▸ **What the task asks**: Can you swap every "Annotate" for "Mark" in the rows below and return them otherwise unchanged?
── Source data ──
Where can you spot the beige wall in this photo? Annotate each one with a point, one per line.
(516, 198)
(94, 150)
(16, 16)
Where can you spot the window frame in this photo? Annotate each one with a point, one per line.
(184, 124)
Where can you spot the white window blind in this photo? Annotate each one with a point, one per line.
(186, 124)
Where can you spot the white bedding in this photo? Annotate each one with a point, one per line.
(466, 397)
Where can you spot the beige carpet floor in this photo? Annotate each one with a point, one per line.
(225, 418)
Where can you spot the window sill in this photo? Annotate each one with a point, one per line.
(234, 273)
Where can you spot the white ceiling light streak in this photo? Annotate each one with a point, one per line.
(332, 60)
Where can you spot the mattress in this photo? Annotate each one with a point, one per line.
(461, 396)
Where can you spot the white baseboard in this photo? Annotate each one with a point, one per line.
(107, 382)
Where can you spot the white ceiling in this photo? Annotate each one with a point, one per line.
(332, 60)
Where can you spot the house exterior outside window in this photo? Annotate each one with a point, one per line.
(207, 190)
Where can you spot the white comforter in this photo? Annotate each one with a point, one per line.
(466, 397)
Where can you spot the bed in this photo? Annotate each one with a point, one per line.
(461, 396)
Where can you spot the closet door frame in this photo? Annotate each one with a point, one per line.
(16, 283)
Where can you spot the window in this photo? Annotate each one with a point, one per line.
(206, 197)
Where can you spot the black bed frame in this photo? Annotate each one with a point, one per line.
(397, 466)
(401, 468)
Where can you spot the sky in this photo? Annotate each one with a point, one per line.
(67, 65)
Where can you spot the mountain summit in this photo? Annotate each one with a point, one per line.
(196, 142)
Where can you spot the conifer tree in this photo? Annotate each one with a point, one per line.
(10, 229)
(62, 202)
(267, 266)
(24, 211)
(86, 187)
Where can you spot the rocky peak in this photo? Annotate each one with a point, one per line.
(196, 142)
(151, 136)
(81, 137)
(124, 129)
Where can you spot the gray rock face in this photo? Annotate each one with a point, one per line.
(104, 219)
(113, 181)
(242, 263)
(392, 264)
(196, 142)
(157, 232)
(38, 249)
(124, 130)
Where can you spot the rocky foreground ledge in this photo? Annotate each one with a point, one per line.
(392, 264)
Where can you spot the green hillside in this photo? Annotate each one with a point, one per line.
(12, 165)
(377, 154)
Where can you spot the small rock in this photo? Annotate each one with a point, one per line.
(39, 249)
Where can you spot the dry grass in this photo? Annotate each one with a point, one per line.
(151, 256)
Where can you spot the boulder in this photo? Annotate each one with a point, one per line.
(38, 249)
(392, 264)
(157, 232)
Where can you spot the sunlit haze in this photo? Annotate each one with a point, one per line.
───
▸ **Complete answer**:
Where can you spot the beige wall in this photo? Mark each one with a point, one per line.
(516, 198)
(94, 150)
(16, 16)
Where can you spot the window frame in this photo? Mark each one with a point, one per line.
(184, 124)
Where can you spot the white window blind in this photo? Mark each one with a point, one per line.
(186, 124)
Where can you spot the white bedding in this photo? Mark each one with a point, one per line.
(466, 397)
Where can you spot the beige carpet floor in this photo? Mark each one with a point, one per line.
(225, 418)
Where can you spot the window sill in this photo? Mark each one with a point, one per line.
(234, 273)
Where can you spot the white ceiling light streak in this photo? Mark each one with a point, one per line.
(332, 60)
Where can you spot the mattress in this photo? Mark each one with a point, one per line.
(461, 396)
Where can you spot the white baseboard in this photo? Mark each one with a point, one per line.
(107, 382)
Where can you spot the white ceiling in this photo? Mark each one with a point, one per line.
(332, 60)
Where can you spot the house exterior outside window in this photo? Mark each one with a point, one per line.
(207, 190)
Where can you spot the white comforter in this photo? Mark each one with a point, one per line.
(466, 397)
Where can you spot the bed in this photo? Mark each one with a point, one per line.
(461, 396)
Where can you spot the closet door frame in this photo? Mark each one with a point, one per line.
(16, 283)
Where can you spot the window in this photo? Mark each one with a point, one per line.
(206, 197)
Where can you spot the black bed frame in this photo? Mark each one with a point, one per line.
(397, 466)
(401, 468)
Where can you spot the sky in this photo? Mark each one with a point, one per line.
(67, 65)
Where can you spot the mountain summit in this photo? Mark each one with a point, one per line.
(196, 142)
Where can you spot the conifer tree in this photo? Mark each one with a point, one per line.
(10, 229)
(62, 202)
(267, 266)
(24, 211)
(86, 187)
Where can you spot the rocky peak in this photo? Mark each one with a point, one per line.
(196, 142)
(151, 136)
(81, 137)
(124, 129)
Where can you spot the gray rock face in this photo? Mark each one with a point, one per line.
(104, 219)
(113, 181)
(242, 263)
(392, 264)
(196, 142)
(157, 232)
(38, 249)
(124, 130)
Where can you spot the rocky foreground ledge in this photo? Mark each one with a point, one per line.
(392, 264)
Where can you spot the green hillside in this photo? Mark each one with a point, one per line.
(12, 165)
(377, 154)
Where can you spot the small rock in this photo? Mark each one with a point, one per line.
(39, 249)
Where can you spot the dry grass in this photo? Mark each one with a point, one per line.
(151, 256)
Where can you spot the boulder in this photo? Mark each one with a point, one per line.
(38, 249)
(392, 264)
(157, 232)
Where can you spot the sunlit haze in this photo? Mark each one with a point, one per line.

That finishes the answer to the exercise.